§ **Written request**
Rewrite the lines below as a JSON list of strings, one string per line, skipping blank lines. Leave the pictures out.

§ **Task input**
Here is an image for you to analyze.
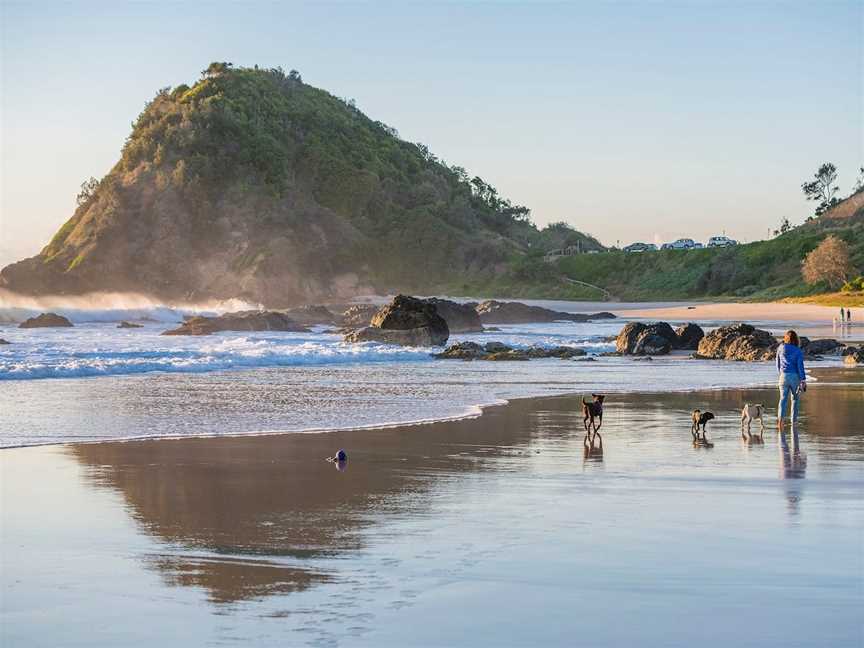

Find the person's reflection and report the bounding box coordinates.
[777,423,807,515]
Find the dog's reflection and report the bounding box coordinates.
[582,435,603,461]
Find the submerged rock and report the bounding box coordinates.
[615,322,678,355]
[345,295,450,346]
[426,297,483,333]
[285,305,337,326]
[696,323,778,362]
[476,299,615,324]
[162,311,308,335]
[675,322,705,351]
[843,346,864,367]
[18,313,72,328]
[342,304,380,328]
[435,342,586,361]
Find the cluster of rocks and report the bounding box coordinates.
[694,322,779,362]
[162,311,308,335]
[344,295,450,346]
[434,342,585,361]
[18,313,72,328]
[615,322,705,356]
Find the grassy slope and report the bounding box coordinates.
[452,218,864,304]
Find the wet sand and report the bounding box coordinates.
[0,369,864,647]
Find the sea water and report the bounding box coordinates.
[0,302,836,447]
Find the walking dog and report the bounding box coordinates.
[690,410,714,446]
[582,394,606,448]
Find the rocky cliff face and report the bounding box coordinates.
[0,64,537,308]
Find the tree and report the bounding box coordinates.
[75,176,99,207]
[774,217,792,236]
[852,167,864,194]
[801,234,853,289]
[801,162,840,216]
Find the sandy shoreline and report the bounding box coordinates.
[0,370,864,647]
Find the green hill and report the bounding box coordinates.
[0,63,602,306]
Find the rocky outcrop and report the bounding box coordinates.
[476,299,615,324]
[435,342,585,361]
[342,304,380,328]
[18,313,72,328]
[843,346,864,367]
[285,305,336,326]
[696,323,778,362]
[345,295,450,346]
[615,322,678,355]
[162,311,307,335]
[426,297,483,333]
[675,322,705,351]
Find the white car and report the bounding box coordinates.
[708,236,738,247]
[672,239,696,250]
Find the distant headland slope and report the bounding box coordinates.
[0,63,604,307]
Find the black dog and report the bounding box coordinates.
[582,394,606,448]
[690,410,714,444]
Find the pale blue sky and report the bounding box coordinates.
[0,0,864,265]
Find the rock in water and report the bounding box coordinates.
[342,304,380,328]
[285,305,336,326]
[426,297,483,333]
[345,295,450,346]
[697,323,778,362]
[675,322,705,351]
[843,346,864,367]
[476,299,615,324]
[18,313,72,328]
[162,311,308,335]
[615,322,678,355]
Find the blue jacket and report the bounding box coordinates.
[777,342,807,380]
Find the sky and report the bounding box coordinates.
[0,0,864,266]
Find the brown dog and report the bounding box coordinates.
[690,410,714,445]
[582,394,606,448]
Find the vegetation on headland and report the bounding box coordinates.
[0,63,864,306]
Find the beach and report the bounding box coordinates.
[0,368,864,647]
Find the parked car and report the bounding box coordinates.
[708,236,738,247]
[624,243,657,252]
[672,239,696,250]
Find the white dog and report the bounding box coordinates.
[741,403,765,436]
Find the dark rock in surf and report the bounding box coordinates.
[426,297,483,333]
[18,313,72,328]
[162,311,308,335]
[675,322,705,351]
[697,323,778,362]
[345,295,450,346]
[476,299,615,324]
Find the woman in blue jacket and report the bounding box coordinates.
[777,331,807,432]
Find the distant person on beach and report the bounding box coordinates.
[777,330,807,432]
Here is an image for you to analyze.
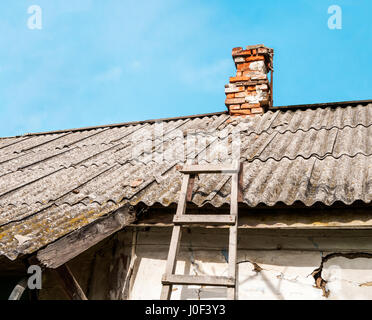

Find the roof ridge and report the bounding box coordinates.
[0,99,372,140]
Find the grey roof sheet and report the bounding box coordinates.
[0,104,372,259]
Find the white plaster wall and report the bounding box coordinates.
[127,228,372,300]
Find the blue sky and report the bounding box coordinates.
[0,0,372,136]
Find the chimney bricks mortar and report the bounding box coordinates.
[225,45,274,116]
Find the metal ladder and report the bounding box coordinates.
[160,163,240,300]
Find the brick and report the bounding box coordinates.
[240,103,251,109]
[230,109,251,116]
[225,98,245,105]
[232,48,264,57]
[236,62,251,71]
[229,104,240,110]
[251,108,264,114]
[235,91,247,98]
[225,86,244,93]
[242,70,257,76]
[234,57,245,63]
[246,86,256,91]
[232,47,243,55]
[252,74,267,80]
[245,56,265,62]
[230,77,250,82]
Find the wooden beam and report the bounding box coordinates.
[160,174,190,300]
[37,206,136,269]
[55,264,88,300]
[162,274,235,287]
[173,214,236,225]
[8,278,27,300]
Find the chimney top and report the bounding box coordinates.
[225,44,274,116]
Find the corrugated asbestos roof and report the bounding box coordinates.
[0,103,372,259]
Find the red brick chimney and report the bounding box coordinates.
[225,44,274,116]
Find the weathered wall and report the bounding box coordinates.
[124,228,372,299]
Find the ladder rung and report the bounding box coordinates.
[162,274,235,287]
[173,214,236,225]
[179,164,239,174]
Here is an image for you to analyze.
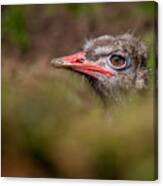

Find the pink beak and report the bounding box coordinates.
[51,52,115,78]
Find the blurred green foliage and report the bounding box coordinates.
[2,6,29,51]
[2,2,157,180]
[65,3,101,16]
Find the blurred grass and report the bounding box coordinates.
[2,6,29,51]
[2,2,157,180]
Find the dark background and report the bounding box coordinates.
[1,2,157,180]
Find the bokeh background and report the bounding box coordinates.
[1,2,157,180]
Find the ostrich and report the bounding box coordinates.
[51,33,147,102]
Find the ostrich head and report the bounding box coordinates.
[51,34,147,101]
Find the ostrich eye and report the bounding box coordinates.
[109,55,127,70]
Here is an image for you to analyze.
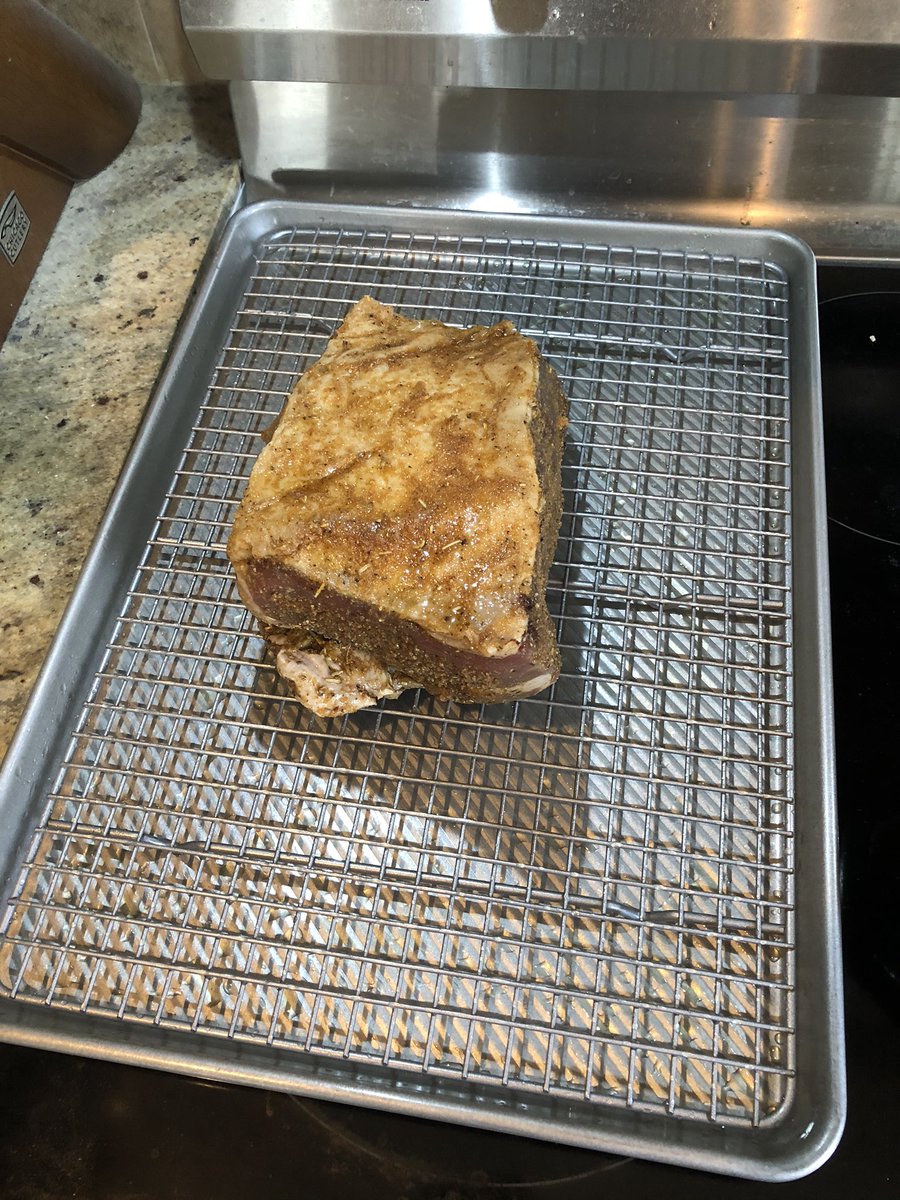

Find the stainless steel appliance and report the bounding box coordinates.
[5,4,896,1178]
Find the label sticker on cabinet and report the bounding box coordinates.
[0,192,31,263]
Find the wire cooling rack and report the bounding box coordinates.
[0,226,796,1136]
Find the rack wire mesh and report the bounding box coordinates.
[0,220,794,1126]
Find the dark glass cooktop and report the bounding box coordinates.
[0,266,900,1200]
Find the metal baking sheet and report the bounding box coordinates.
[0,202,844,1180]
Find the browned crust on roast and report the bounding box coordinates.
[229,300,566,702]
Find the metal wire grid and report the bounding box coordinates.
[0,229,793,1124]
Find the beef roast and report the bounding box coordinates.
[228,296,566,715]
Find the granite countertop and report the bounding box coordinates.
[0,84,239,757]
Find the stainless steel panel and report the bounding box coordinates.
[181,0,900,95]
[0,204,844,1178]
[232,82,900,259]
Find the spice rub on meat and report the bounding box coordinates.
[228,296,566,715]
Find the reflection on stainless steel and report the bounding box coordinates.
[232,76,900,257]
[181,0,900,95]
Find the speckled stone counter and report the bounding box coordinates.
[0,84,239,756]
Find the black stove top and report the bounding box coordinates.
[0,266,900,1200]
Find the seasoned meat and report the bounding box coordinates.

§ **Answer to the problem**
[
  "Here is an image for you to analyze.",
  "Find the person's reflection and report the bounding box coordinates.",
  "[777,423,807,515]",
  "Find the dog's reflection and report the bounding box coordinates.",
  "[582,435,603,461]",
  "Find the submerged rock and report the bounding box coordinates.",
  "[615,322,678,355]",
  "[345,295,450,346]",
  "[426,297,483,333]",
  "[285,305,337,326]",
  "[696,323,778,362]",
  "[476,299,615,324]",
  "[162,311,308,335]",
  "[675,322,705,351]",
  "[843,346,864,367]",
  "[18,313,72,328]",
  "[342,304,380,328]",
  "[435,342,586,361]",
  "Find the cluster of rocks and report the bounding box coordinates.",
  "[694,322,779,362]",
  "[162,311,308,335]",
  "[344,295,450,346]",
  "[434,342,585,361]",
  "[18,313,72,328]",
  "[615,322,705,356]",
  "Find the grassy slope and report the bounding box coordinates.",
  "[452,218,864,304]",
  "Find the wet sand and report the bounding box coordinates.",
  "[0,369,864,647]",
  "Find the sea water and report the bounding box coordinates.",
  "[0,302,836,447]",
  "Find the walking dog and report the bounding box coordinates.",
  "[690,410,714,446]",
  "[582,394,606,448]",
  "Find the rocky cliff face and report the bounding box coordinates.",
  "[0,64,537,308]",
  "Find the tree and report the bounding box coordinates.",
  "[75,176,99,207]",
  "[774,217,792,236]",
  "[852,167,864,194]",
  "[801,234,853,289]",
  "[801,162,840,216]",
  "Find the sandy shoreline and report the bounding box coordinates.",
  "[0,370,864,647]",
  "Find the green hill and report the bounding box coordinates.",
  "[0,63,602,306]",
  "Find the rocky outcrop and report the bounding box coordinates.",
  "[476,299,615,324]",
  "[435,342,585,361]",
  "[342,304,380,328]",
  "[18,313,72,328]",
  "[843,346,864,367]",
  "[285,305,336,326]",
  "[696,323,778,362]",
  "[345,295,450,346]",
  "[615,322,678,355]",
  "[162,311,307,335]",
  "[426,297,483,333]",
  "[675,322,705,351]",
  "Find the white car and report the bounding box coordinates.",
  "[708,236,738,247]",
  "[672,239,696,250]",
  "Find the distant headland slope and report the bounding box coordinates.",
  "[0,63,604,307]",
  "Find the black dog and report the bounding box coordinates.",
  "[582,394,606,448]",
  "[690,410,714,444]",
  "Find the pale blue sky and report the bounding box coordinates.",
  "[0,0,864,265]",
  "Find the rock in water and report the bounding box coordinates.",
  "[342,304,380,328]",
  "[285,305,336,326]",
  "[426,297,483,333]",
  "[345,295,450,346]",
  "[697,323,778,362]",
  "[675,322,705,351]",
  "[843,346,864,367]",
  "[476,299,615,324]",
  "[18,313,72,328]",
  "[162,311,308,335]",
  "[615,322,678,355]",
  "Find the blue jacket and report the bounding box coordinates.",
  "[777,342,807,380]",
  "Find the sky and report the bounding box coordinates.",
  "[0,0,864,266]",
  "Find the brown dog and report the bounding box coordinates.",
  "[690,410,714,445]",
  "[582,394,606,448]",
  "Find the vegetation on headland and report the bounding box coordinates.",
  "[0,63,864,306]",
  "Find the beach and report the bounding box coordinates.",
  "[0,368,864,647]",
  "Find the parked car and report the bounding box coordinates.",
  "[708,236,738,247]",
  "[624,243,657,252]",
  "[672,239,696,250]",
  "Find the white dog and report the bounding box coordinates.",
  "[741,403,765,436]",
  "Find the dark rock in surf and report the bounding box coordinates.",
  "[426,297,483,333]",
  "[18,313,72,328]",
  "[162,311,308,335]",
  "[675,322,705,351]",
  "[697,323,778,362]",
  "[345,295,450,346]",
  "[476,299,615,324]",
  "Find the woman in blue jacket and report the bounding box coordinates.",
  "[777,331,807,432]",
  "Find the distant person on beach and report the bounding box coordinates.",
  "[777,330,807,432]",
  "Here is an image for you to analyze.",
  "Find the roof ridge and report the bounding box coordinates.",
  "[0,99,372,140]",
  "Find the grey roof sheet and report the bounding box coordinates.",
  "[0,104,372,259]",
  "Find the white plaster wall and report the bounding box coordinates.",
  "[127,228,372,300]",
  "Find the blue sky and report the bounding box coordinates.",
  "[0,0,372,136]",
  "Find the chimney bricks mortar and report the bounding box coordinates.",
  "[225,45,274,116]",
  "Find the metal ladder and report the bounding box coordinates.",
  "[160,163,240,300]",
  "Find the brick and report the bounding box coordinates.",
  "[240,103,251,109]",
  "[230,109,251,116]",
  "[225,98,245,105]",
  "[232,48,264,57]",
  "[236,62,251,71]",
  "[229,104,240,110]",
  "[251,108,264,114]",
  "[235,91,247,98]",
  "[225,86,244,93]",
  "[242,70,257,76]",
  "[234,57,245,63]",
  "[246,86,256,91]",
  "[232,47,243,55]",
  "[252,74,267,80]",
  "[245,56,265,62]",
  "[230,77,250,82]",
  "Find the wooden beam and report the bounding box coordinates.",
  "[160,174,190,300]",
  "[37,206,136,269]",
  "[55,264,88,300]",
  "[162,274,235,287]",
  "[173,214,236,225]",
  "[8,278,27,300]",
  "Find the chimney top and report the bounding box coordinates.",
  "[225,44,274,116]",
  "Find the corrugated asbestos roof and report the bounding box coordinates.",
  "[0,103,372,259]",
  "Find the red brick chimney and report the bounding box coordinates.",
  "[225,44,274,116]",
  "Find the weathered wall and report the bounding box coordinates.",
  "[124,228,372,299]",
  "Find the ladder rung and report the bounding box coordinates.",
  "[162,274,235,287]",
  "[173,214,236,225]",
  "[179,164,239,174]",
  "Here is an image for you to analyze.",
  "Find the pink beak and report the bounding box coordinates.",
  "[51,52,115,78]",
  "Find the blurred green foliage and report the bounding box coordinates.",
  "[2,6,29,51]",
  "[2,2,157,180]",
  "[65,3,101,16]",
  "Find the blurred grass and report the bounding box coordinates.",
  "[2,6,29,51]",
  "[2,2,157,180]",
  "Find the dark background and report the bounding box coordinates.",
  "[1,2,157,180]",
  "Find the bokeh background and report the bounding box coordinates.",
  "[1,2,157,180]",
  "Find the ostrich and report the bounding box coordinates.",
  "[51,33,147,102]",
  "Find the ostrich head and report the bounding box coordinates.",
  "[51,34,147,101]",
  "Find the ostrich eye and report the bounding box coordinates.",
  "[109,55,127,70]",
  "Here is an image for you to analyze.",
  "Find the stainless steel appliance and report the bounding box coordinates.",
  "[5,4,896,1178]",
  "Find the label sticker on cabinet and report the bounding box coordinates.",
  "[0,192,31,263]",
  "Find the wire cooling rack and report the bounding box coordinates.",
  "[0,226,796,1136]",
  "Find the rack wire mesh and report the bounding box coordinates.",
  "[0,220,794,1126]",
  "Find the dark glass cooktop and report the bounding box coordinates.",
  "[0,266,900,1200]",
  "Find the metal baking sheet and report the bounding box coordinates.",
  "[0,202,844,1180]",
  "Find the browned crust on roast and report the bounding box coordinates.",
  "[229,300,566,702]",
  "Find the metal wire grid and report the bounding box coordinates.",
  "[0,229,793,1124]",
  "Find the beef roast and report the bounding box coordinates.",
  "[228,296,566,715]",
  "Find the granite countertop and report the bounding box coordinates.",
  "[0,84,239,757]",
  "Find the stainless steel panel and report the bounding box coordinates.",
  "[181,0,900,95]",
  "[0,204,844,1178]",
  "[232,82,900,259]",
  "Find the spice rub on meat and report the bounding box coordinates.",
  "[228,296,566,715]",
  "Find the reflection on stainless steel and report the bounding box coordinates.",
  "[232,76,900,257]",
  "[181,0,900,95]",
  "Find the speckled stone counter and report the bounding box coordinates.",
  "[0,84,239,756]",
  "Find the black stove top and report the bounding box coordinates.",
  "[0,266,900,1200]",
  "Find the seasoned meat and report the bounding box coordinates."
]